(Records from a collection)
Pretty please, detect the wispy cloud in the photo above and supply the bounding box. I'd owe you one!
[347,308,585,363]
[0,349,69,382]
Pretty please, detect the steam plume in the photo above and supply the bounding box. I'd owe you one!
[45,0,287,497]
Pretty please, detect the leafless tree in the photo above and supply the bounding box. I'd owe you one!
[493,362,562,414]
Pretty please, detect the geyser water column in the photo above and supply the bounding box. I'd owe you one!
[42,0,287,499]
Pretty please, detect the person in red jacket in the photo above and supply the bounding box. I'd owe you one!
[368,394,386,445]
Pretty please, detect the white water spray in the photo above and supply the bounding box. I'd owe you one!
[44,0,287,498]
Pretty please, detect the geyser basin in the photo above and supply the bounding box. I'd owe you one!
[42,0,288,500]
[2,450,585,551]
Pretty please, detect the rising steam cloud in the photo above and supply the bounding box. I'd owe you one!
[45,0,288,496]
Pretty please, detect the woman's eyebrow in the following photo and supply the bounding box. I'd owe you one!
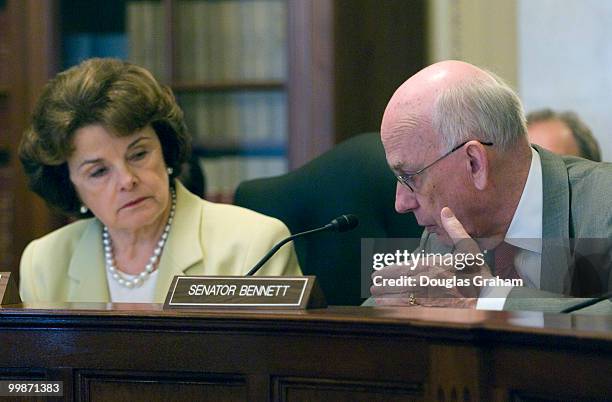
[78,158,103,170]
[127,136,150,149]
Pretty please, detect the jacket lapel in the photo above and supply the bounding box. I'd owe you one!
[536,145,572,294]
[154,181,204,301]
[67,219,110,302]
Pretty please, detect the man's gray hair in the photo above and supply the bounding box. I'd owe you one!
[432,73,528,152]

» What to do: Output the records verbatim, every one of them, and keep the pictures out.

» Task response:
Pretty please, detect the wispy cloud in the photo above and supply the bounding box. I'd owe you one!
[347,308,585,363]
[0,349,69,382]
Pretty please, detect the steam plume in the photo above and supply the bounding box. I'd owe you one!
[45,0,287,497]
Pretty please, detect the leafless tree in the photo above and supply the bounding box. I'd owe you one!
[493,362,562,414]
Pretty please, detect the geyser water column in the photo above and supply the bounding box. I'd owe you one!
[42,0,287,499]
Pretty please, detect the person in red jacket in the photo above and supply the bounding box. I'd owe you one!
[368,394,386,445]
Pretty please, detect the white water spray in the photo above and supply the bounding box. I'd owe you one!
[44,0,287,498]
Pretty please, detect the geyser basin in the photo above and supply the bounding box. I'd owe you one!
[42,0,288,500]
[2,450,585,551]
Pretty please, detect the rising steam cloud in the photo above and supply the bounding box. I'd owe you one!
[45,0,288,496]
Pretty please, detect the woman's eyebrow in the following photo and supply the bounding box. I'd owe you one!
[78,158,103,170]
[127,136,150,149]
Pretty please, detect the jacket lapel in the photo above and supply the bounding box. I'd owe you one!
[536,145,572,294]
[154,181,204,301]
[67,219,110,302]
Pretty please, detect the man's gray hair in the photo above and supply the bounding box. I'd owe you one!
[432,73,528,152]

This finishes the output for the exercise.